### GIVEN EXERCISE 1
Find every line in the listing that contains the string "refrigerator", and copy each such line.

### DOCUMENT TEXT

--- begin ---

Alas, come to find out we missed out on one of God’s greatest gifts to the true gatherer: maple syrup! Every year about this time my nephew sends me an emailed photo of a bubbling cauldron of sap being boiled down in back of my old place. He probably isn’t intending to rub it in, only demonstrate to his uncle that the beat goes on, that the next-generation folks who took over the Ponderosa appreciate its natural attributes and are simply carrying on the tradition.

Good for him. Still, I ask myself. “ How did I overlook the spring sap run? All those years, I could have tapped those maples myself and never did so. I knew the routine, having made home-brew maple syrup at my previous homestead in Winterport. Back then, when our kids were young, it was a family undertaking. We boiled that sap over an open fire in a big seafood cooker. The syrup was good, although, as I recall, it always had a wincing wood-smoked tang to it.

--- end ---

### DATA RECORDS
--- begin ---

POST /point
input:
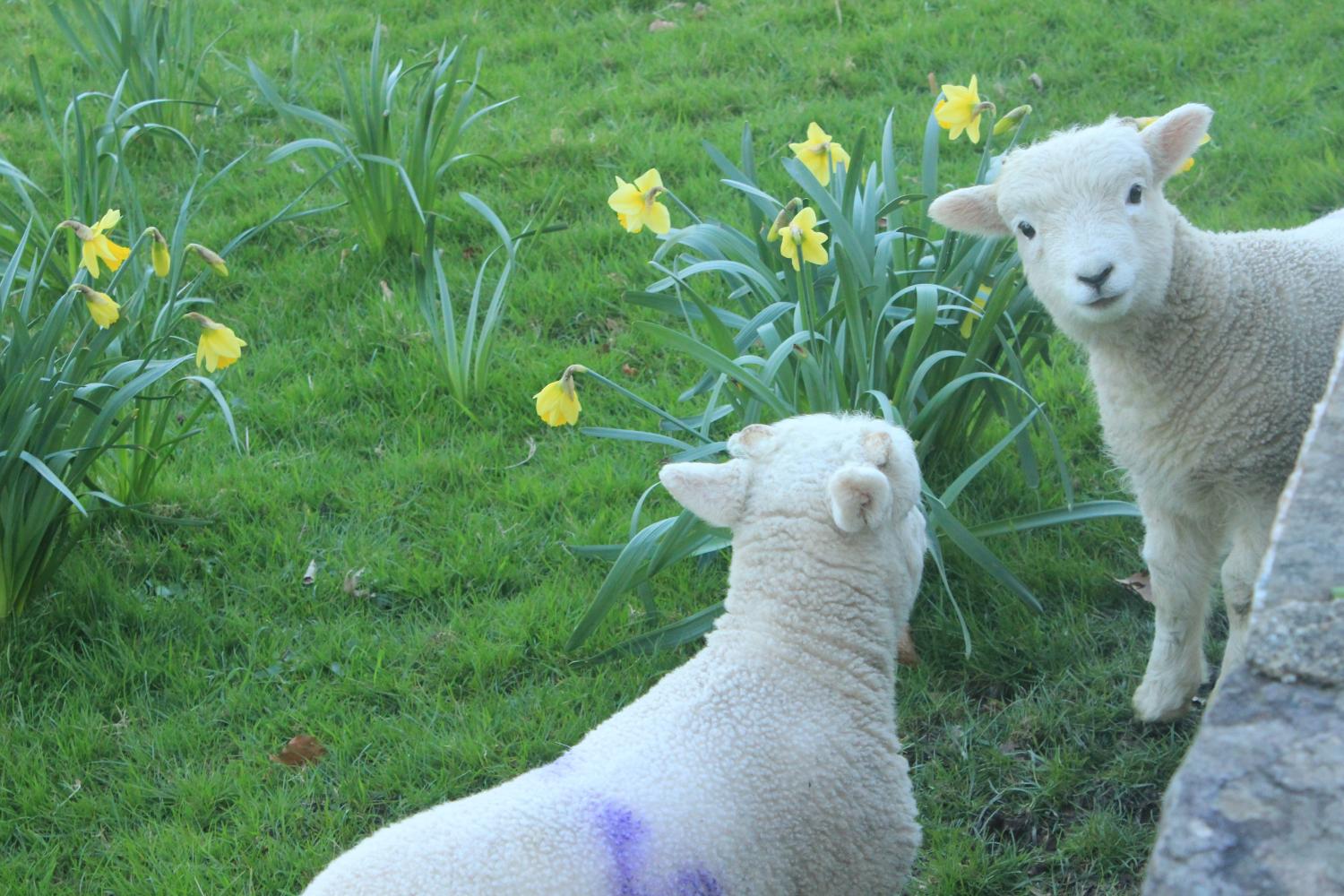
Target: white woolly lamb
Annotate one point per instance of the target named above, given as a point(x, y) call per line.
point(768, 763)
point(1207, 352)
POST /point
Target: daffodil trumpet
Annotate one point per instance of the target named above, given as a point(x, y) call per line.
point(218, 347)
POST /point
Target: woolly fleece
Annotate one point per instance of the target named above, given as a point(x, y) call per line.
point(769, 763)
point(1207, 352)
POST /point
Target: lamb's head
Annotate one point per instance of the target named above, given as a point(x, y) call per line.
point(854, 476)
point(1086, 206)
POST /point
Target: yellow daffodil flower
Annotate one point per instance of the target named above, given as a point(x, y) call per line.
point(1011, 120)
point(960, 110)
point(978, 303)
point(820, 153)
point(97, 245)
point(101, 306)
point(636, 207)
point(1190, 163)
point(558, 402)
point(218, 346)
point(211, 258)
point(159, 253)
point(798, 238)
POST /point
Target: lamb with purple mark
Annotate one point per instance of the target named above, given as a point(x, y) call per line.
point(769, 763)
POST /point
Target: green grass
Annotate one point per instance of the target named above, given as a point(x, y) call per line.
point(142, 697)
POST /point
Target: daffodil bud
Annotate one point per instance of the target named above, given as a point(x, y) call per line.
point(159, 253)
point(1011, 120)
point(782, 220)
point(210, 257)
point(81, 230)
point(101, 306)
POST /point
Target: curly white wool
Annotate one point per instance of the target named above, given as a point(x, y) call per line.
point(769, 763)
point(1206, 349)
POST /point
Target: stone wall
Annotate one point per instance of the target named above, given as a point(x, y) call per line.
point(1258, 804)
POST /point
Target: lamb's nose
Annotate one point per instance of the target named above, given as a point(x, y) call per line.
point(1098, 279)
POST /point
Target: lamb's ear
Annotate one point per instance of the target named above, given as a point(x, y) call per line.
point(860, 497)
point(972, 210)
point(1175, 137)
point(714, 492)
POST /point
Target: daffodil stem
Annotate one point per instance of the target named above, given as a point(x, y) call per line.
point(685, 207)
point(645, 405)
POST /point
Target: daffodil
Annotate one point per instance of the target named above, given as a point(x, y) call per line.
point(159, 253)
point(960, 110)
point(218, 346)
point(101, 306)
point(1190, 163)
point(798, 238)
point(634, 204)
point(978, 303)
point(558, 402)
point(820, 153)
point(97, 245)
point(211, 258)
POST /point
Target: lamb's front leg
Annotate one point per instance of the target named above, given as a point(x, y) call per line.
point(1250, 530)
point(1182, 552)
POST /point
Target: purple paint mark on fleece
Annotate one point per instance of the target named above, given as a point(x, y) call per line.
point(624, 836)
point(696, 883)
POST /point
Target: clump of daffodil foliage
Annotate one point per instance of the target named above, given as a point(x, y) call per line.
point(109, 363)
point(397, 147)
point(839, 298)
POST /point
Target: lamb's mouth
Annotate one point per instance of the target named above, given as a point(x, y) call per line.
point(1105, 301)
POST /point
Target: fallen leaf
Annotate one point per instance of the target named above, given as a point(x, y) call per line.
point(301, 750)
point(531, 452)
point(906, 653)
point(1140, 583)
point(351, 583)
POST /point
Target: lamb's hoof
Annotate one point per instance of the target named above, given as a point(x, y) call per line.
point(1161, 702)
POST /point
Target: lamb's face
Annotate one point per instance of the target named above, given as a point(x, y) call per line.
point(1093, 228)
point(854, 474)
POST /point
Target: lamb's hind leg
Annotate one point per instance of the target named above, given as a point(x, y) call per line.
point(1182, 554)
point(1250, 530)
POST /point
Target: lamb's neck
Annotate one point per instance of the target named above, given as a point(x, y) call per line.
point(839, 613)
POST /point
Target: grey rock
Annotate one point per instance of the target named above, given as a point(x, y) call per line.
point(1258, 804)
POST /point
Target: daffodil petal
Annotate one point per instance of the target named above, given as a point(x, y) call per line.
point(658, 218)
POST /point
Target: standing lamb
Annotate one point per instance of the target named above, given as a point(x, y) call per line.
point(1207, 352)
point(766, 764)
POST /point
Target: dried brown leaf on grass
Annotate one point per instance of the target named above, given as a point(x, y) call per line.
point(906, 653)
point(1140, 584)
point(301, 750)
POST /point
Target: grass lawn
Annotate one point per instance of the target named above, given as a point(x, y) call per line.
point(142, 697)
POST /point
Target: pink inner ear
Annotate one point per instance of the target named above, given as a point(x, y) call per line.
point(1175, 137)
point(972, 210)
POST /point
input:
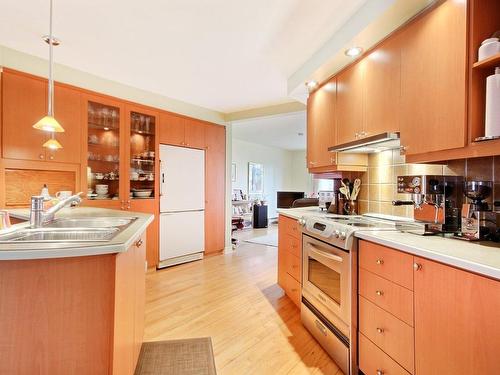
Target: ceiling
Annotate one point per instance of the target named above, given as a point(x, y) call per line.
point(280, 131)
point(225, 55)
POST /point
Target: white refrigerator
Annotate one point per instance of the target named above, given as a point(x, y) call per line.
point(182, 205)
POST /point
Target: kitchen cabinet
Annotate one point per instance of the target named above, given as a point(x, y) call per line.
point(321, 125)
point(24, 103)
point(382, 88)
point(290, 258)
point(350, 104)
point(215, 186)
point(434, 80)
point(456, 321)
point(105, 170)
point(181, 131)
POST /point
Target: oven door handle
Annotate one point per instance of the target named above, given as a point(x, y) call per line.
point(323, 254)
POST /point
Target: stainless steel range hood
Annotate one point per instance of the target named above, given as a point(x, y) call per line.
point(373, 143)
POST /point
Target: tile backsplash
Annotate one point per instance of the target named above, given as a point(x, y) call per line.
point(379, 182)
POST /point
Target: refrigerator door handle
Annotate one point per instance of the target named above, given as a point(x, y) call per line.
point(162, 181)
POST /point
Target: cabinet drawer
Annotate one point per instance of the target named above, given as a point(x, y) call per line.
point(373, 361)
point(390, 334)
point(293, 266)
point(388, 263)
point(293, 245)
point(293, 290)
point(390, 296)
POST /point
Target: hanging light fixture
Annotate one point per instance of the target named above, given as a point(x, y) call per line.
point(49, 123)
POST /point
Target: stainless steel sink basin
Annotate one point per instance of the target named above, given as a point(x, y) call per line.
point(89, 222)
point(61, 235)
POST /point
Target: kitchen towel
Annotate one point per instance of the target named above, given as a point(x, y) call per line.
point(492, 116)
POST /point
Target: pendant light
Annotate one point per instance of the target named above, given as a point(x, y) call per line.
point(49, 123)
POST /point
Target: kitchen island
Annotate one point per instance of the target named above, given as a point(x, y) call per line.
point(73, 307)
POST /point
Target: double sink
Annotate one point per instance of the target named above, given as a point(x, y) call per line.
point(88, 229)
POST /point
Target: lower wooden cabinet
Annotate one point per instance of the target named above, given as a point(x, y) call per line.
point(290, 258)
point(75, 315)
point(454, 316)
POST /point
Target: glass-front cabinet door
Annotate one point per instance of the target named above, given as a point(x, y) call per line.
point(104, 171)
point(142, 169)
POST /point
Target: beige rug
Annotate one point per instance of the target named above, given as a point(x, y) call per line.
point(177, 357)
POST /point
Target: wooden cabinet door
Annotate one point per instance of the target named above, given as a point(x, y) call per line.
point(382, 83)
point(24, 103)
point(172, 129)
point(456, 321)
point(150, 206)
point(350, 103)
point(67, 107)
point(321, 125)
point(194, 133)
point(215, 187)
point(433, 80)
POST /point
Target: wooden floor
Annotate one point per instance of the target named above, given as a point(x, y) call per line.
point(234, 299)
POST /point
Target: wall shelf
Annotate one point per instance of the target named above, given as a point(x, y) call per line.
point(490, 62)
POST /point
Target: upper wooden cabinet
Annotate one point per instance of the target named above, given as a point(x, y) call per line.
point(24, 103)
point(181, 131)
point(350, 103)
point(321, 125)
point(433, 80)
point(382, 85)
point(215, 186)
point(456, 321)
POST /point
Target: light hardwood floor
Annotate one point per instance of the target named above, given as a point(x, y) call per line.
point(234, 299)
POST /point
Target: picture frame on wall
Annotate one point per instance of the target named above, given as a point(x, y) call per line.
point(255, 178)
point(233, 172)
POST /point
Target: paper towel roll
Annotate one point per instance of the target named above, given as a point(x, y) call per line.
point(492, 118)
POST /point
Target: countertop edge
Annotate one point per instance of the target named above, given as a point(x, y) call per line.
point(69, 252)
point(463, 264)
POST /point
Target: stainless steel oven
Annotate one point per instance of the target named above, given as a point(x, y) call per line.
point(327, 300)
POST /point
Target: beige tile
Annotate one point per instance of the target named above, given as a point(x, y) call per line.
point(454, 168)
point(397, 158)
point(480, 169)
point(387, 192)
point(430, 169)
point(363, 206)
point(386, 208)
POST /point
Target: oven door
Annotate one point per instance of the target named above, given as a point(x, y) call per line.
point(326, 277)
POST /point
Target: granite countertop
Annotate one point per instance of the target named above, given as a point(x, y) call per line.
point(120, 243)
point(480, 257)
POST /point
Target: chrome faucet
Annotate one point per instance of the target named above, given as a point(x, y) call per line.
point(38, 216)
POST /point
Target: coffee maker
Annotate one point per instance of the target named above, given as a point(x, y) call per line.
point(478, 221)
point(436, 200)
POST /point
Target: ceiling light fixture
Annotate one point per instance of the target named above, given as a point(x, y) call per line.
point(311, 85)
point(49, 123)
point(353, 51)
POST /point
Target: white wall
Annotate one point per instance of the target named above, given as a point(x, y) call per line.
point(283, 170)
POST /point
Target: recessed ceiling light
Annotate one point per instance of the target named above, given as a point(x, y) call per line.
point(353, 51)
point(311, 84)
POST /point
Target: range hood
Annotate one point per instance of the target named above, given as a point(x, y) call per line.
point(371, 144)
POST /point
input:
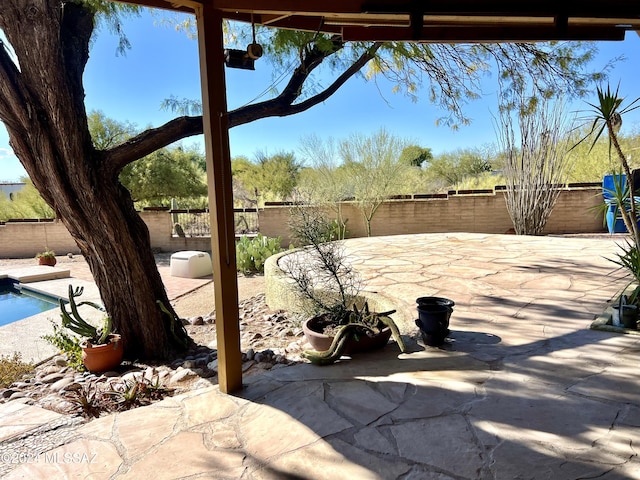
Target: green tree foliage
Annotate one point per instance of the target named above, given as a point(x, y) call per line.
point(415, 156)
point(269, 178)
point(107, 132)
point(59, 32)
point(373, 169)
point(593, 161)
point(450, 170)
point(27, 203)
point(165, 174)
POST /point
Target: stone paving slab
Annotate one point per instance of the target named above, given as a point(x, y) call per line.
point(522, 388)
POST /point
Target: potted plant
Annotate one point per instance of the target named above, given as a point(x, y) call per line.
point(608, 117)
point(338, 319)
point(102, 350)
point(48, 257)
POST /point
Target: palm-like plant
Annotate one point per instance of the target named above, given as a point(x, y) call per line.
point(608, 115)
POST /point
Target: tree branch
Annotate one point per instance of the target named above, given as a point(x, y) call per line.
point(282, 105)
point(12, 104)
point(151, 140)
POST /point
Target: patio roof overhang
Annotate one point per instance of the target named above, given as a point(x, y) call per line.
point(434, 21)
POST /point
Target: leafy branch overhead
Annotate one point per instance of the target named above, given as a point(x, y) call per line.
point(43, 57)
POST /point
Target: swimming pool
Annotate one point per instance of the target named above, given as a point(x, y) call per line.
point(18, 303)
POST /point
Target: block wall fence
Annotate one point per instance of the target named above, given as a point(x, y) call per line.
point(474, 212)
point(484, 212)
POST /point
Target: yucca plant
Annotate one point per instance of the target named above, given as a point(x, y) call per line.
point(607, 115)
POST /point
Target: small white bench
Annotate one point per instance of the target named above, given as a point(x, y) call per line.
point(190, 264)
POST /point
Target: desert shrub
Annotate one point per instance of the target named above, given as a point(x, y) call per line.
point(12, 368)
point(252, 253)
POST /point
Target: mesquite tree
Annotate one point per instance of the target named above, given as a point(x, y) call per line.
point(42, 107)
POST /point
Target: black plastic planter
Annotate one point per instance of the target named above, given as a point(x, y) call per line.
point(433, 319)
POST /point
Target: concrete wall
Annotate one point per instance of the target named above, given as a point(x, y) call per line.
point(477, 213)
point(25, 239)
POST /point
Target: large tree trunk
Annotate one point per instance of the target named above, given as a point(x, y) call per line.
point(42, 106)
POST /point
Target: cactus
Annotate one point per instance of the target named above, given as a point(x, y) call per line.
point(74, 322)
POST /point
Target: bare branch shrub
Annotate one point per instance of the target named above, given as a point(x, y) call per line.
point(320, 271)
point(536, 160)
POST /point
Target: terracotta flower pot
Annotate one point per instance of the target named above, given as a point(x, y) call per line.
point(102, 358)
point(314, 326)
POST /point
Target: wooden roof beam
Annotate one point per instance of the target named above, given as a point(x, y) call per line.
point(514, 34)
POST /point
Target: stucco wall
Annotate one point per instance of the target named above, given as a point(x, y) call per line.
point(477, 213)
point(25, 239)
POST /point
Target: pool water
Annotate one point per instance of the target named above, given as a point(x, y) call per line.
point(17, 304)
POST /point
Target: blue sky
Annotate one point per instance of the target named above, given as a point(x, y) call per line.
point(163, 62)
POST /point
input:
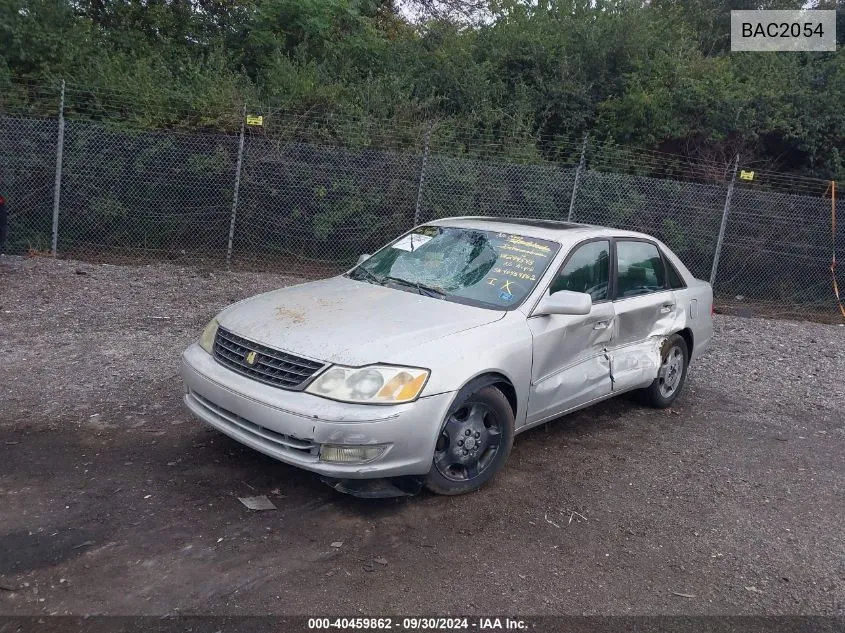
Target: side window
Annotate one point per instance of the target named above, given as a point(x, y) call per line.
point(674, 277)
point(639, 269)
point(588, 270)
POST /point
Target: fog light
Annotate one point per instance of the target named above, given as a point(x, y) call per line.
point(350, 454)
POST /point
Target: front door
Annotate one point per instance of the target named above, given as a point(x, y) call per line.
point(645, 309)
point(570, 365)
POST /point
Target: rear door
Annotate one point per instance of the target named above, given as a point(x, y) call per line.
point(645, 310)
point(570, 364)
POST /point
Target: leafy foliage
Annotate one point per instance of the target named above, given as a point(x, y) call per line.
point(656, 75)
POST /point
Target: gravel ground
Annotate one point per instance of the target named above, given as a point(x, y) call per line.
point(114, 500)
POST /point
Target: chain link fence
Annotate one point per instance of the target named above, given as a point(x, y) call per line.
point(307, 196)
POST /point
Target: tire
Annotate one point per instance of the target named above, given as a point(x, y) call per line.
point(474, 443)
point(674, 362)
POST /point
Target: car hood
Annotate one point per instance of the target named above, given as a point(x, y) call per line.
point(341, 320)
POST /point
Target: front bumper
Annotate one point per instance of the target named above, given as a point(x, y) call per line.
point(292, 425)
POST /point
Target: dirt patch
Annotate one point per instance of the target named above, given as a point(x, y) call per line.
point(114, 500)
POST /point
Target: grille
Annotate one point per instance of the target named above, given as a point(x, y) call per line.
point(270, 366)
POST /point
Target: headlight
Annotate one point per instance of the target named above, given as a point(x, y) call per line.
point(208, 334)
point(376, 384)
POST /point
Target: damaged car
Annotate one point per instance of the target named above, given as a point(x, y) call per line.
point(419, 366)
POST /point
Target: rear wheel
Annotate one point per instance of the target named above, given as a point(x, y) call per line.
point(674, 360)
point(474, 443)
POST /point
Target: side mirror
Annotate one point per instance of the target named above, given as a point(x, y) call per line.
point(565, 302)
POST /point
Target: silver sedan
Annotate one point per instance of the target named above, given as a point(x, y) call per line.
point(420, 365)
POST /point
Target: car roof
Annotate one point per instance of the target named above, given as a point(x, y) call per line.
point(563, 232)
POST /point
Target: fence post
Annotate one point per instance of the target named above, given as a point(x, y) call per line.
point(578, 171)
point(422, 174)
point(237, 188)
point(57, 183)
point(725, 212)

--- end ---

### GIVEN EXERCISE 2
List every proper noun in the maple syrup text above.

### TASK RESPONSE 1
Target: white refrigerator
Target: refrigerator door handle

### TASK RESPONSE 2
God
Ponderosa
Winterport